# Written problem:
Starting with the line that contains "For the audit set, annotate each instance of the ka'ak", write out each line through the end of the listing, unchanged. Output nothing else.

# Entries:

= = =

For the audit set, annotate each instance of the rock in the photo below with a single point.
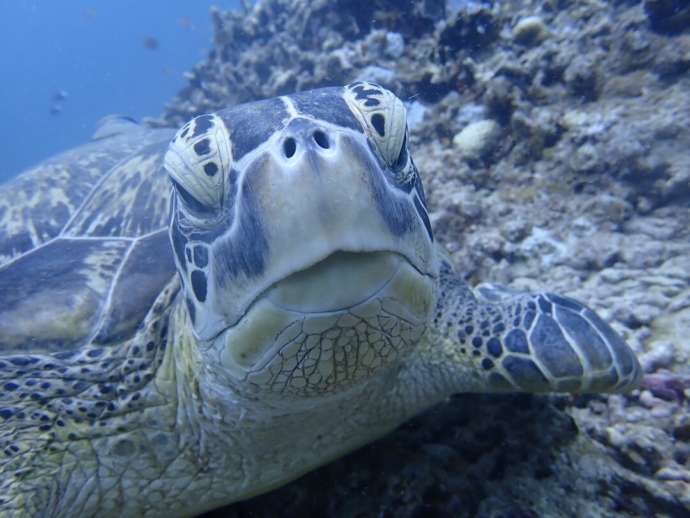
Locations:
(530, 30)
(395, 45)
(478, 139)
(582, 78)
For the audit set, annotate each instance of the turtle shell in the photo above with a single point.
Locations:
(84, 249)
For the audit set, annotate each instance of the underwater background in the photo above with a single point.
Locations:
(552, 136)
(67, 64)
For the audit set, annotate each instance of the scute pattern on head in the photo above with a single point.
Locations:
(380, 109)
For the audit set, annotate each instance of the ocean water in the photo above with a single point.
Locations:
(299, 266)
(66, 64)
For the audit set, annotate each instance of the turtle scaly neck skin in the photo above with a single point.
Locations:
(238, 445)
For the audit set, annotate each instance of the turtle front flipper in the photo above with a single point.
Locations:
(496, 339)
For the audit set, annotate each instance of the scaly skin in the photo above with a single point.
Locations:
(310, 317)
(195, 445)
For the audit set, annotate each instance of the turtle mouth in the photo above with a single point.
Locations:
(331, 295)
(340, 281)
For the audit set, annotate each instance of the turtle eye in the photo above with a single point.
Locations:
(197, 161)
(382, 115)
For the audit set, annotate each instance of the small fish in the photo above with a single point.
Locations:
(60, 95)
(151, 43)
(186, 23)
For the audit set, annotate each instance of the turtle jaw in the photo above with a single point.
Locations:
(330, 326)
(340, 281)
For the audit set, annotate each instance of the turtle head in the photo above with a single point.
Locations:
(302, 239)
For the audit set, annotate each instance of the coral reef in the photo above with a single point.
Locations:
(554, 142)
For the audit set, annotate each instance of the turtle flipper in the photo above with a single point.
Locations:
(528, 342)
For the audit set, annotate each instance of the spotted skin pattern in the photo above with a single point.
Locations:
(532, 343)
(112, 403)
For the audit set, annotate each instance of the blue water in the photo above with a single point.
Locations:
(96, 52)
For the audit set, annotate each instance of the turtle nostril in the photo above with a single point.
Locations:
(321, 139)
(289, 147)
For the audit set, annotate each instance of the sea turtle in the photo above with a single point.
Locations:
(312, 310)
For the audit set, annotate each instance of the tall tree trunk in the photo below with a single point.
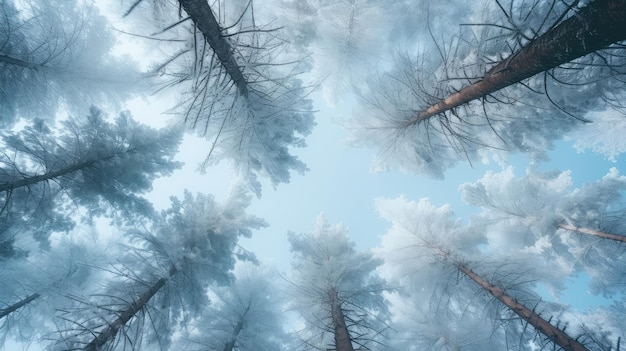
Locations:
(58, 173)
(111, 330)
(238, 327)
(200, 13)
(342, 335)
(595, 26)
(17, 62)
(6, 311)
(619, 238)
(553, 333)
(48, 176)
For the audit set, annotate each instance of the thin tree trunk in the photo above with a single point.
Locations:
(593, 232)
(553, 333)
(238, 327)
(109, 332)
(48, 176)
(595, 26)
(5, 312)
(17, 62)
(342, 335)
(200, 13)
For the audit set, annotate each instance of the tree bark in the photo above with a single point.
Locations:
(109, 332)
(595, 26)
(619, 238)
(48, 176)
(553, 333)
(17, 62)
(238, 328)
(342, 335)
(6, 311)
(202, 16)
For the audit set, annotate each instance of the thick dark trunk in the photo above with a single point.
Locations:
(553, 333)
(238, 328)
(200, 13)
(48, 176)
(342, 335)
(593, 232)
(111, 330)
(5, 312)
(596, 26)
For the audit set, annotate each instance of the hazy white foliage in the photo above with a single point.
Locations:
(58, 54)
(256, 130)
(85, 162)
(53, 277)
(248, 314)
(324, 261)
(521, 216)
(604, 135)
(538, 202)
(190, 246)
(439, 308)
(525, 118)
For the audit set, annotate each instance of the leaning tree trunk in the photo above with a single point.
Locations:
(230, 346)
(14, 307)
(111, 330)
(49, 176)
(553, 333)
(599, 234)
(200, 13)
(342, 335)
(596, 26)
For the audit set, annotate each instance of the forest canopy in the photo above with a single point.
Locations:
(312, 175)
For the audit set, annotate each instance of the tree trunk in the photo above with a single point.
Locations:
(200, 13)
(17, 62)
(342, 335)
(595, 26)
(619, 238)
(48, 176)
(5, 312)
(238, 327)
(555, 334)
(111, 330)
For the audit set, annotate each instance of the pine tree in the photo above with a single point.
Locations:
(101, 166)
(165, 275)
(424, 236)
(57, 55)
(336, 290)
(237, 92)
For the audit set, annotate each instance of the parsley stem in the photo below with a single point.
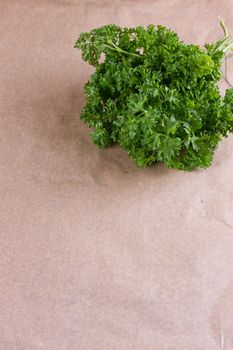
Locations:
(118, 49)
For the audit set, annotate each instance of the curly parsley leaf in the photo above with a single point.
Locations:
(155, 95)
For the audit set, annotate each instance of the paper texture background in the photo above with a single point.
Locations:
(94, 253)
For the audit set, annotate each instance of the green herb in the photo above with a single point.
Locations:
(155, 95)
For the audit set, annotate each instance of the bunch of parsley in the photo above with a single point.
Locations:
(155, 95)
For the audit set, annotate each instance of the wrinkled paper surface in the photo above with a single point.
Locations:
(96, 254)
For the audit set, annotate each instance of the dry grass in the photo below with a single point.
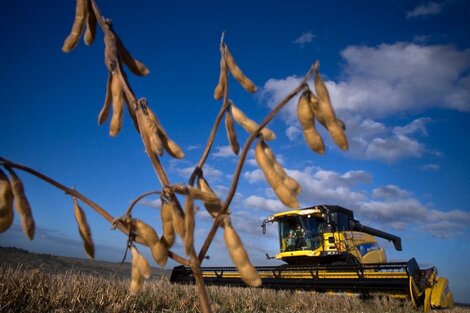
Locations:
(38, 291)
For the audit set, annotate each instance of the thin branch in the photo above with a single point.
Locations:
(136, 200)
(215, 127)
(241, 161)
(87, 201)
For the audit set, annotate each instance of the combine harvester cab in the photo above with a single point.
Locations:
(325, 249)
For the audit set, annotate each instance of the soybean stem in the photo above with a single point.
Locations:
(241, 161)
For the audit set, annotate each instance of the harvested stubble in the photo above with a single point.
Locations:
(36, 291)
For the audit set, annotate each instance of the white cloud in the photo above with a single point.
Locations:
(389, 191)
(389, 206)
(430, 8)
(304, 38)
(382, 82)
(418, 125)
(373, 140)
(430, 167)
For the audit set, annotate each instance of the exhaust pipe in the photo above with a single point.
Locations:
(375, 232)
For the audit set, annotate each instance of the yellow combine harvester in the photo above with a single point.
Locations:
(326, 250)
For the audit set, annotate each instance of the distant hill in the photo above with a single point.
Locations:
(15, 257)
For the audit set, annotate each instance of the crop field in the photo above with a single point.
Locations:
(38, 290)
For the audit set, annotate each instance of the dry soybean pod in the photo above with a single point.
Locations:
(196, 193)
(118, 106)
(167, 224)
(151, 130)
(104, 113)
(137, 279)
(212, 207)
(177, 216)
(239, 256)
(77, 28)
(22, 204)
(286, 195)
(231, 134)
(306, 117)
(237, 72)
(136, 67)
(291, 183)
(160, 252)
(144, 231)
(6, 203)
(222, 84)
(249, 125)
(339, 137)
(325, 114)
(147, 127)
(170, 146)
(83, 229)
(189, 222)
(90, 31)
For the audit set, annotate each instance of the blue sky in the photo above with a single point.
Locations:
(398, 73)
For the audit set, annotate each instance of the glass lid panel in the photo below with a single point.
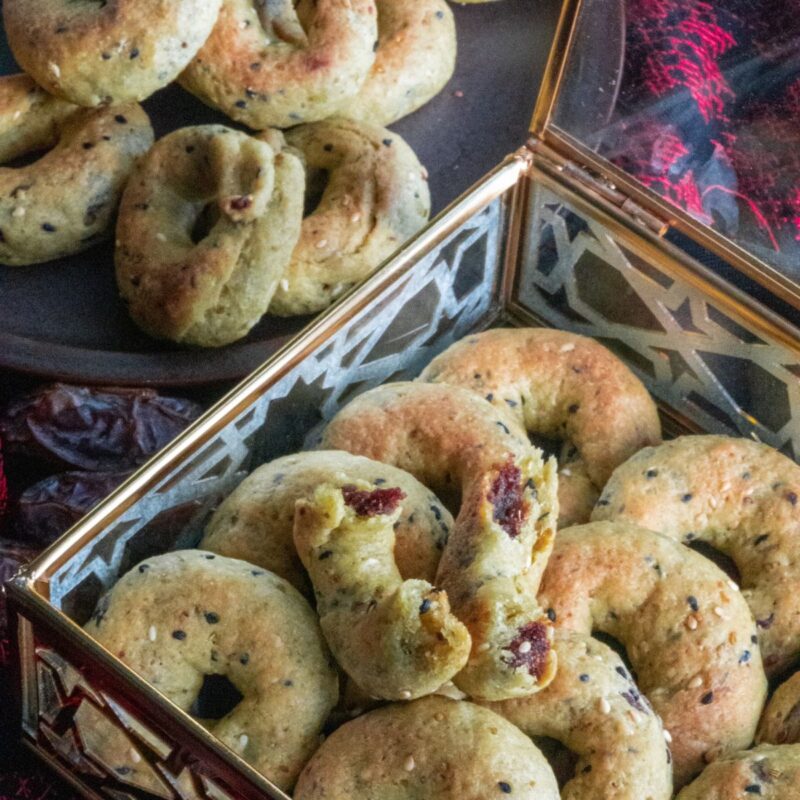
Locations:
(704, 111)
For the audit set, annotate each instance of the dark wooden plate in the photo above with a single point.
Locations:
(64, 319)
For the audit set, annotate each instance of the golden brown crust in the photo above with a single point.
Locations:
(431, 749)
(64, 202)
(178, 617)
(561, 385)
(376, 197)
(453, 440)
(106, 53)
(263, 68)
(689, 634)
(772, 773)
(780, 722)
(594, 708)
(255, 521)
(415, 58)
(208, 288)
(740, 496)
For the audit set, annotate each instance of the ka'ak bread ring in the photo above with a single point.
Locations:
(206, 228)
(415, 58)
(65, 201)
(255, 522)
(276, 63)
(780, 722)
(453, 440)
(105, 53)
(431, 749)
(179, 617)
(396, 639)
(376, 197)
(689, 635)
(559, 385)
(737, 495)
(768, 772)
(594, 708)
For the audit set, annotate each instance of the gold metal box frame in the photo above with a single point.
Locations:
(536, 242)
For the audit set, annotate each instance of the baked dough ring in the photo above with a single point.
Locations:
(105, 53)
(64, 202)
(431, 749)
(377, 197)
(780, 722)
(255, 522)
(564, 386)
(415, 58)
(450, 438)
(268, 63)
(690, 637)
(739, 496)
(396, 639)
(181, 616)
(208, 288)
(767, 772)
(594, 708)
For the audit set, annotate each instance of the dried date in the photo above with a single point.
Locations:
(99, 430)
(49, 508)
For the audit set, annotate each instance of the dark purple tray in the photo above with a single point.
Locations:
(64, 319)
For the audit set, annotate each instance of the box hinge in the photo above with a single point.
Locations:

= = =

# Solution for this problem:
For the audit set, annotate each instance of the ka'ak bread ring in the photo above with a single point.
Locations:
(206, 228)
(415, 58)
(65, 201)
(255, 522)
(276, 63)
(780, 722)
(453, 440)
(105, 53)
(431, 749)
(179, 617)
(396, 639)
(376, 197)
(689, 635)
(559, 385)
(737, 495)
(768, 772)
(594, 708)
For the audit set, annotate each instance of the gold metal box frame in the photo above with a single point.
Locations:
(536, 242)
For the audit set, annotate each instance of the baked dough ring in the photo above with a single point.
Locations:
(105, 53)
(64, 202)
(431, 749)
(377, 197)
(780, 722)
(255, 522)
(564, 386)
(415, 58)
(450, 438)
(268, 63)
(690, 637)
(739, 496)
(396, 639)
(181, 616)
(208, 288)
(767, 772)
(594, 708)
For the audit set, annotate each instance of the dried date in the photo above with a single point.
Locations:
(99, 430)
(49, 508)
For the audit set, annotate each instance of the dark purple tray in the photo above with a single point.
Locations:
(64, 319)
For the audit set, annotate each instance of the box hinge in the photo above with a single point.
Locations:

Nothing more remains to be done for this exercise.